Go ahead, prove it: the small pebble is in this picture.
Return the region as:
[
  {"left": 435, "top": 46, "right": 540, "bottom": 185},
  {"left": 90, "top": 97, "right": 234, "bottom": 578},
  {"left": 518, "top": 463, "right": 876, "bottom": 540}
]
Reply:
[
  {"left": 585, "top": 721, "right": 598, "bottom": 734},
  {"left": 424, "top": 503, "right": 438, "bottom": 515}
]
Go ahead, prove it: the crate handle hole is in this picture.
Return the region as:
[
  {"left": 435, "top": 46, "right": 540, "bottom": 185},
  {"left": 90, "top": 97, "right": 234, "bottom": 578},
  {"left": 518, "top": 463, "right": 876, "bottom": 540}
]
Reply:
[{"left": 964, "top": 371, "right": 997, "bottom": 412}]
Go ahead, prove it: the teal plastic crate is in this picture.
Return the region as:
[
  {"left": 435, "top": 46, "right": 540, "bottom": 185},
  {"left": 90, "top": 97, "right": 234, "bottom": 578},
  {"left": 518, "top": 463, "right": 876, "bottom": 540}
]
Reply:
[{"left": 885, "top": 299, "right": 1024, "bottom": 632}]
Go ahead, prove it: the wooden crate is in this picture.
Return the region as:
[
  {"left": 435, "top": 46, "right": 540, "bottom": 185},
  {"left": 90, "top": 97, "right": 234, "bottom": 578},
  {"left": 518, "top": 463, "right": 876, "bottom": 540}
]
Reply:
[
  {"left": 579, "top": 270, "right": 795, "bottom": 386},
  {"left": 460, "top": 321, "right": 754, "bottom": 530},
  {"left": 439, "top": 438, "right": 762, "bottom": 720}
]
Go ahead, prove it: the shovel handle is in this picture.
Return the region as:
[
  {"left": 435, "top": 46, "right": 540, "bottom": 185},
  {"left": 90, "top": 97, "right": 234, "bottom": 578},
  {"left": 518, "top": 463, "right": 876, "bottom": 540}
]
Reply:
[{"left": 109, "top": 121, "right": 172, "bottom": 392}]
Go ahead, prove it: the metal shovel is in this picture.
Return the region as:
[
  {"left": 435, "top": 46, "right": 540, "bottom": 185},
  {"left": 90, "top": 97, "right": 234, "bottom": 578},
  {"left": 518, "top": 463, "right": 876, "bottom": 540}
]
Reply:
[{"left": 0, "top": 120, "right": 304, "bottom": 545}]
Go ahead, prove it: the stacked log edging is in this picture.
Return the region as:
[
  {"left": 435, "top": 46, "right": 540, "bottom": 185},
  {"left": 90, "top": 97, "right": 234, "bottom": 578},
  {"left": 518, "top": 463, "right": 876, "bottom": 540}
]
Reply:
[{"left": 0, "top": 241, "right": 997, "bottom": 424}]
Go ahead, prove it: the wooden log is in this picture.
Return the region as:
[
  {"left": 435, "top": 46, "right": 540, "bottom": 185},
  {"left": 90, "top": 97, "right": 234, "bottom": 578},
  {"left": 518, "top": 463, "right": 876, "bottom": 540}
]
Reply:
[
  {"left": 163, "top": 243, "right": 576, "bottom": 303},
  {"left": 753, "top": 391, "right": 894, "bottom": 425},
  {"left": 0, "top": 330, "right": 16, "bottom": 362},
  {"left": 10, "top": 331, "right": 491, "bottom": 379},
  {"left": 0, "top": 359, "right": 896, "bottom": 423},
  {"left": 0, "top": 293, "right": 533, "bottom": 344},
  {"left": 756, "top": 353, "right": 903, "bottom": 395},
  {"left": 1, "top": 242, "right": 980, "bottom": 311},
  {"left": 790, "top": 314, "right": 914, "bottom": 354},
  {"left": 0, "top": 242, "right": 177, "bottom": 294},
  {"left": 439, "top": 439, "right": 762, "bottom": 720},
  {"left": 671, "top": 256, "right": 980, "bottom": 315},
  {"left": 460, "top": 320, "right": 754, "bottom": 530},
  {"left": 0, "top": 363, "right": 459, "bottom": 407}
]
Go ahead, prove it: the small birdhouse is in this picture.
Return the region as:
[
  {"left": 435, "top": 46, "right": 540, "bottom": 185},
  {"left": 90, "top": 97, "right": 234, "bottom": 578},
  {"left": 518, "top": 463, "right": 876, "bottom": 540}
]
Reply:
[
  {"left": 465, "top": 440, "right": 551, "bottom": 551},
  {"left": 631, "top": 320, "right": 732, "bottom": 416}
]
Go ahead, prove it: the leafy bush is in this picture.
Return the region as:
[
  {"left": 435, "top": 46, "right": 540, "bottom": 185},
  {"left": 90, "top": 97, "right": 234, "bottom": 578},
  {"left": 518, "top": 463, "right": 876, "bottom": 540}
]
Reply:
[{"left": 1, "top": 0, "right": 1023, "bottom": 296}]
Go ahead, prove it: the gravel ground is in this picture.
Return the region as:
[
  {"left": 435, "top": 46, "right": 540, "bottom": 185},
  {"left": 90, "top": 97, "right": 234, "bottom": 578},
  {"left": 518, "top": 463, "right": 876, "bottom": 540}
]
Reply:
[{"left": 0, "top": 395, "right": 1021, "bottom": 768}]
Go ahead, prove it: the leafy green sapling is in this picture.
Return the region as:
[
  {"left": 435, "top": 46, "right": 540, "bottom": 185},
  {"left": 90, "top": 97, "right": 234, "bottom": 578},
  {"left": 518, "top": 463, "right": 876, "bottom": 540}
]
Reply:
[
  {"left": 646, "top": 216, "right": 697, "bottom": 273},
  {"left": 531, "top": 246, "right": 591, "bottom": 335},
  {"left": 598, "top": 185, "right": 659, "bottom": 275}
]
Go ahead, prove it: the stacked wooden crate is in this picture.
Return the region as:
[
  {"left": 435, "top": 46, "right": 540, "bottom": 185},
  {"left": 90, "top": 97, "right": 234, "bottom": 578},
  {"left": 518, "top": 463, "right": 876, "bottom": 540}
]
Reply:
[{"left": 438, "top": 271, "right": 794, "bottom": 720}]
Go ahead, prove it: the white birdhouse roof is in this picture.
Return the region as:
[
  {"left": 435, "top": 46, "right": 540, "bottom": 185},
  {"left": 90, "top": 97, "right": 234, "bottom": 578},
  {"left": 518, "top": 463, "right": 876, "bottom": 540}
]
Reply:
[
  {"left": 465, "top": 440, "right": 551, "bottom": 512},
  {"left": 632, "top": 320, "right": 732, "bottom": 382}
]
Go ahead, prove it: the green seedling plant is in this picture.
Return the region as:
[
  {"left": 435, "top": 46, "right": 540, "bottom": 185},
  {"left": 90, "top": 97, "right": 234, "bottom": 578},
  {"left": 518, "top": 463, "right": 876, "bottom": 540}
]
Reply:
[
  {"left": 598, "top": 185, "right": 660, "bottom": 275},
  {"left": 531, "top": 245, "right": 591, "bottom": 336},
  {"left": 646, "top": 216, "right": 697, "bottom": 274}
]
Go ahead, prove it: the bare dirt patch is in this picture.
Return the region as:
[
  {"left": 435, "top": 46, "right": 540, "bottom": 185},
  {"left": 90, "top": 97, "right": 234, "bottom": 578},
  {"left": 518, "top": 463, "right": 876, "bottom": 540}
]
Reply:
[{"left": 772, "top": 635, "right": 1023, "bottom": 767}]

• • • • •

◆ ACTION ITEM ◆
The response should contain each record above, retyped exactly.

◆ YOUR RESPONSE ◆
Go ahead, prove it: the small pebble is in this picture.
Return the region as:
[
  {"left": 435, "top": 46, "right": 540, "bottom": 185},
  {"left": 90, "top": 97, "right": 234, "bottom": 578},
  {"left": 518, "top": 463, "right": 876, "bottom": 540}
]
Reply:
[
  {"left": 585, "top": 721, "right": 598, "bottom": 734},
  {"left": 424, "top": 503, "right": 438, "bottom": 515}
]
Go ahead, prove it: the crate handle hole is in this picture.
Return the region as:
[
  {"left": 435, "top": 46, "right": 540, "bottom": 185},
  {"left": 90, "top": 97, "right": 234, "bottom": 578},
  {"left": 518, "top": 463, "right": 876, "bottom": 540}
]
Reply:
[{"left": 964, "top": 371, "right": 997, "bottom": 412}]
Go ahead, prove it: the teal plastic crate is in this picture.
Return the region as:
[
  {"left": 435, "top": 46, "right": 540, "bottom": 185},
  {"left": 90, "top": 97, "right": 234, "bottom": 578},
  {"left": 518, "top": 463, "right": 876, "bottom": 540}
]
Reply:
[{"left": 885, "top": 299, "right": 1024, "bottom": 632}]
Go ahead, prove it: the wooden crate is in this picture.
Return the region as:
[
  {"left": 435, "top": 46, "right": 540, "bottom": 185},
  {"left": 90, "top": 97, "right": 234, "bottom": 578},
  {"left": 518, "top": 463, "right": 876, "bottom": 540}
]
Reply:
[
  {"left": 579, "top": 270, "right": 795, "bottom": 386},
  {"left": 460, "top": 321, "right": 754, "bottom": 530},
  {"left": 439, "top": 438, "right": 762, "bottom": 720}
]
Go ahead, prove it: the shovel handle is in this picture.
Return the region as:
[
  {"left": 435, "top": 46, "right": 540, "bottom": 185},
  {"left": 90, "top": 97, "right": 234, "bottom": 578},
  {"left": 518, "top": 463, "right": 876, "bottom": 540}
]
Reply:
[{"left": 109, "top": 121, "right": 172, "bottom": 392}]
Go ahead, prove it: the metal shovel is in this picture.
Return the region as:
[
  {"left": 435, "top": 46, "right": 540, "bottom": 185},
  {"left": 90, "top": 97, "right": 234, "bottom": 578},
  {"left": 518, "top": 463, "right": 876, "bottom": 540}
]
Reply:
[{"left": 0, "top": 120, "right": 304, "bottom": 545}]
Go ahead, prove it: the stacked log edging is in this picture.
Return the region as:
[
  {"left": 435, "top": 46, "right": 540, "bottom": 185},
  {"left": 90, "top": 97, "right": 234, "bottom": 578},
  {"left": 518, "top": 463, "right": 876, "bottom": 540}
]
Reply:
[{"left": 0, "top": 241, "right": 997, "bottom": 424}]
Go ahead, prove it: the wooden log is in this picture.
Return the region as:
[
  {"left": 435, "top": 46, "right": 540, "bottom": 185},
  {"left": 90, "top": 97, "right": 234, "bottom": 578},
  {"left": 518, "top": 463, "right": 876, "bottom": 540}
]
Reply:
[
  {"left": 163, "top": 243, "right": 576, "bottom": 303},
  {"left": 753, "top": 391, "right": 894, "bottom": 425},
  {"left": 0, "top": 330, "right": 16, "bottom": 362},
  {"left": 10, "top": 331, "right": 491, "bottom": 379},
  {"left": 0, "top": 359, "right": 896, "bottom": 423},
  {"left": 0, "top": 293, "right": 533, "bottom": 344},
  {"left": 756, "top": 353, "right": 903, "bottom": 395},
  {"left": 1, "top": 242, "right": 980, "bottom": 311},
  {"left": 790, "top": 314, "right": 914, "bottom": 354},
  {"left": 0, "top": 242, "right": 177, "bottom": 294},
  {"left": 439, "top": 439, "right": 762, "bottom": 720},
  {"left": 671, "top": 256, "right": 980, "bottom": 315},
  {"left": 460, "top": 320, "right": 754, "bottom": 530},
  {"left": 0, "top": 363, "right": 459, "bottom": 407}
]
Go ahead, prove it: the small birdhouse is in this picture.
Return the region as:
[
  {"left": 435, "top": 46, "right": 540, "bottom": 185},
  {"left": 90, "top": 97, "right": 234, "bottom": 578},
  {"left": 518, "top": 463, "right": 876, "bottom": 540}
]
Reply:
[
  {"left": 465, "top": 440, "right": 551, "bottom": 551},
  {"left": 631, "top": 320, "right": 732, "bottom": 416}
]
Go ahead, prove it: the leafy bush is in this picture.
Return the region as:
[
  {"left": 435, "top": 46, "right": 540, "bottom": 185},
  {"left": 90, "top": 97, "right": 234, "bottom": 578},
  {"left": 518, "top": 463, "right": 876, "bottom": 540}
]
Reply:
[{"left": 1, "top": 0, "right": 1023, "bottom": 296}]
Go ahead, prove it: the gravel ground is in this picture.
Return the region as:
[
  {"left": 435, "top": 46, "right": 540, "bottom": 185},
  {"left": 90, "top": 97, "right": 234, "bottom": 578},
  {"left": 518, "top": 463, "right": 876, "bottom": 540}
]
Reply:
[{"left": 0, "top": 395, "right": 1021, "bottom": 768}]
Go ahead, prove it: the leafy green sapling is in this picture.
Return the region as:
[
  {"left": 435, "top": 46, "right": 540, "bottom": 185},
  {"left": 90, "top": 97, "right": 234, "bottom": 578},
  {"left": 518, "top": 463, "right": 876, "bottom": 540}
]
Reply:
[
  {"left": 646, "top": 216, "right": 697, "bottom": 273},
  {"left": 531, "top": 246, "right": 591, "bottom": 335},
  {"left": 598, "top": 185, "right": 659, "bottom": 275}
]
Go ahead, prove it: the stacked wooden crate is in this picture.
Return the region as:
[
  {"left": 435, "top": 46, "right": 540, "bottom": 185},
  {"left": 90, "top": 97, "right": 234, "bottom": 578},
  {"left": 518, "top": 463, "right": 876, "bottom": 540}
]
Reply:
[{"left": 438, "top": 271, "right": 794, "bottom": 720}]
Go ahead, prove it: the white birdhouse roof is in this picture.
Return the region as:
[
  {"left": 435, "top": 46, "right": 540, "bottom": 185},
  {"left": 90, "top": 97, "right": 234, "bottom": 578},
  {"left": 518, "top": 463, "right": 876, "bottom": 540}
]
Reply:
[
  {"left": 465, "top": 440, "right": 551, "bottom": 512},
  {"left": 632, "top": 320, "right": 732, "bottom": 382}
]
Go ahead, prove it: the green seedling plant is in this picture.
Return the region as:
[
  {"left": 435, "top": 46, "right": 540, "bottom": 185},
  {"left": 90, "top": 97, "right": 234, "bottom": 578},
  {"left": 518, "top": 463, "right": 876, "bottom": 540}
]
Reply:
[
  {"left": 598, "top": 185, "right": 660, "bottom": 275},
  {"left": 531, "top": 245, "right": 591, "bottom": 336},
  {"left": 646, "top": 216, "right": 697, "bottom": 274}
]
Go ahead, prove it: the bare dirt patch is in this picture.
Return the region as:
[
  {"left": 435, "top": 46, "right": 540, "bottom": 185},
  {"left": 90, "top": 97, "right": 234, "bottom": 578},
  {"left": 518, "top": 463, "right": 876, "bottom": 540}
]
Reply:
[{"left": 772, "top": 635, "right": 1023, "bottom": 767}]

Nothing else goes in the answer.